§ **Record list**:

>> begin

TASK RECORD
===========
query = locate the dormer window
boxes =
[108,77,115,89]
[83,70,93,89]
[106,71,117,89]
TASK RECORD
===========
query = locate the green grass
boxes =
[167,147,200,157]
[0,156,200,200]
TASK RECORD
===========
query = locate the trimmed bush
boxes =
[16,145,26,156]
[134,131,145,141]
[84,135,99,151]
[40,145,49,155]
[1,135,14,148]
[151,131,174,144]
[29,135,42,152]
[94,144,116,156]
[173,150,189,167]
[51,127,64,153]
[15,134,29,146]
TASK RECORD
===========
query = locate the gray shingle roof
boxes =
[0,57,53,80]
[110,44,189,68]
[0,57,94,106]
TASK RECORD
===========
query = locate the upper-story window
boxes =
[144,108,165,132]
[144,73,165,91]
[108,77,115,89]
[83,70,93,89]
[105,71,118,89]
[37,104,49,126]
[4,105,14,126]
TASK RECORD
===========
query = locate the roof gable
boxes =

>> end

§ **Task directions**: Copy out the data from its first line through the line containing "[0,57,94,106]", both included, keeping each line unchanged.

§ **Task answer**:
TASK RECORD
===========
query = locate the dormer window
boxes =
[108,77,115,89]
[83,70,93,89]
[106,71,117,89]
TASK RECORD
===========
query = locate the green grass
boxes =
[167,147,200,157]
[0,156,200,200]
TASK RECORD
===========
query = locate the trimmed bush
boxes =
[16,145,26,156]
[134,131,145,141]
[84,135,99,151]
[40,145,49,155]
[1,135,14,148]
[151,131,174,144]
[29,135,42,152]
[94,144,116,156]
[173,150,189,167]
[51,127,64,153]
[15,134,29,146]
TASK RECORD
===========
query = locate the gray shingle roof
boxes =
[0,57,53,80]
[110,44,189,68]
[0,57,94,106]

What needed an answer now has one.